Task requirements:
**A.** List the facilities for performers that the blog excerpt below says the club had.
**B.** For each statement, say whether it agrees with the blog excerpt below, and quote the words from the text that decide it. (i) The Iraq Parliament has gone on vacation for a month. (ii) The writer's band drew fewer people than any other band that night. (iii) The writer had already downloaded the pictures.

This sort of thing is going on everywhere – we’ve shut our eyes to the need to fix things, to make sure food we eat won’t kill us, that the drugs we take are safe, our schools are falling apart, the water systems need work but we just put it off until shit starts falling into the river – and we hope not to many people get killed.

Even now the forces of money is more important than people (as if you doubted this) are using the call ‘higher taxes’ to scare anybody off from actually trying and fix things.

Of course this is while we have poured about 500 billon dollars into Iraq and continue to pour money in there every day. And the billions on weapons (we spend more on guns that than pretty much the rest of world combined) and stupid boondoggles like the infamous Alaskan bridge to nowhere.

By the way what is it about Alaska? It seems like both Senators and their one member of the House is in trouble – Sen. Stevens – he of the internet is a series of tubes comment – is in the most hot water. As a rule the FBI do not search Senator’s houses – not without a fairly decent reason. And it also looks like one of his assistants who was being paid by the Senate was actually a personal assistant looking after his money. That’s kind of a no-no.

Meantime – the Iraq Parliament has gone on vacation for a month leaving a lot of issues unresolved. I suspect they are not coming back. Just call it a hunch.

Meantime there is little power and no running water in Baghdad. It’s 115 during the day and 95 at night – are they trying to spark a general revolt? You have to wonder.

Meantime in another you have to wonder moment – W wants more wiretapping without oversight authority. We’re supposed to trust him and his? I don’t think so. I wouldn’t trust these lunatics with string.

It’s hot and listening to Blue Oyster Cult – mostly the three early albums – the Black and White era stuff – and mostly for Buck Dharma’s ice pick guitar – seems cooling when the weather is like this.

Didn’t get a chance to download the pics will do that this weekend.

Peace Love Secret Treaties

Thursday, August 02, 2007

THANK YOU! and Snowmen



Gonna be short today - hope to get some stuff up tomorrow pics and the like – end of the month catch up time at work.

First – to everybody who came – THANK YOU THANK YOU VERY MUCH – it make the night playing for you guys. I’d get gushy and sentimental but I did that last night after the gig and I don’t really want to do that again in the cold light of day. We had the most people of any band show up – so again thank you.

Had a great time playing – for me anyway this was the first big club we played at – with a stage and dressing rooms and two (clean no less!) bathrooms for the performers. Utterly fab indeed .

I admit I was nervous – this was a step up, people have actually heard of the club.

Dataset excerpts
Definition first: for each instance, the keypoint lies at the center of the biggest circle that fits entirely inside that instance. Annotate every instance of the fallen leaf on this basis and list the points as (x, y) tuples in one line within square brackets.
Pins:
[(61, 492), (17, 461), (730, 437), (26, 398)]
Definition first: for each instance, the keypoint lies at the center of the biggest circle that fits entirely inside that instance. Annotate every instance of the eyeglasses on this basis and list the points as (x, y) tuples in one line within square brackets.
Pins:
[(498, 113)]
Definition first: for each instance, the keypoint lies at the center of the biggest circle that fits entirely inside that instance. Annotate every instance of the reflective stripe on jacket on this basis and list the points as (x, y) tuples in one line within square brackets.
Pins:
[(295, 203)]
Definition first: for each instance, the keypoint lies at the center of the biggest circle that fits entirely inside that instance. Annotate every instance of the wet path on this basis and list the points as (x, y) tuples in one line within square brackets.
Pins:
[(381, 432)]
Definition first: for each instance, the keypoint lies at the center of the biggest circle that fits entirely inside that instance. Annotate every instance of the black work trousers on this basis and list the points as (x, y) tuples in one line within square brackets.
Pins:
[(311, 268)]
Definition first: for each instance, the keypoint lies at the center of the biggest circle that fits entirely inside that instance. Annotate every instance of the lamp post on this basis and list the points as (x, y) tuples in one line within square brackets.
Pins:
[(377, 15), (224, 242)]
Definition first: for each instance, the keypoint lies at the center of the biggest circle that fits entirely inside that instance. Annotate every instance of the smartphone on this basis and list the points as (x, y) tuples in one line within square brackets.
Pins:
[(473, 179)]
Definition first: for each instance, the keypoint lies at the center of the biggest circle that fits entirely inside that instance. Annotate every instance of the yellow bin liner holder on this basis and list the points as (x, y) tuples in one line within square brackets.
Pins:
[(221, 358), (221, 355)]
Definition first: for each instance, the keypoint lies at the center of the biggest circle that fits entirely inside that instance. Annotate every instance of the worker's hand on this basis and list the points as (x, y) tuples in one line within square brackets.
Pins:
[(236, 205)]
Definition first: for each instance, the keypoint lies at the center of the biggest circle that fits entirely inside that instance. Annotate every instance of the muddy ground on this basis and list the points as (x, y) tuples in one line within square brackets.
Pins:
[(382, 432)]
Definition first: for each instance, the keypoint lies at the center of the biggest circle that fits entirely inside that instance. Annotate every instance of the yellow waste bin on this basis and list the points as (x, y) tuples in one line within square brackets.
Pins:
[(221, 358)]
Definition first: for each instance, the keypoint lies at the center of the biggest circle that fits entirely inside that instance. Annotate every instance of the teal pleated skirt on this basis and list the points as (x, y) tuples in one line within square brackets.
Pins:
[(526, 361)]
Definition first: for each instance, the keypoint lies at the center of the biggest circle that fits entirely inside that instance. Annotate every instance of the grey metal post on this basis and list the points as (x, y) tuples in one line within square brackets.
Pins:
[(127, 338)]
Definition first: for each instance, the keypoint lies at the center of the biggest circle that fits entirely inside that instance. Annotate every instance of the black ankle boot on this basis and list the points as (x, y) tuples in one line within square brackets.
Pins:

Answers by item:
**A.**
- A stage
- Dressing rooms
- Two clean bathrooms for the performers

**B.**
(i) Yes: "the Iraq Parliament has gone on vacation for a month leaving a lot of issues unresolved."
(ii) No: "We had the most people of any band show up"
(iii) No: "Didn’t get a chance to download the pics will do that this weekend."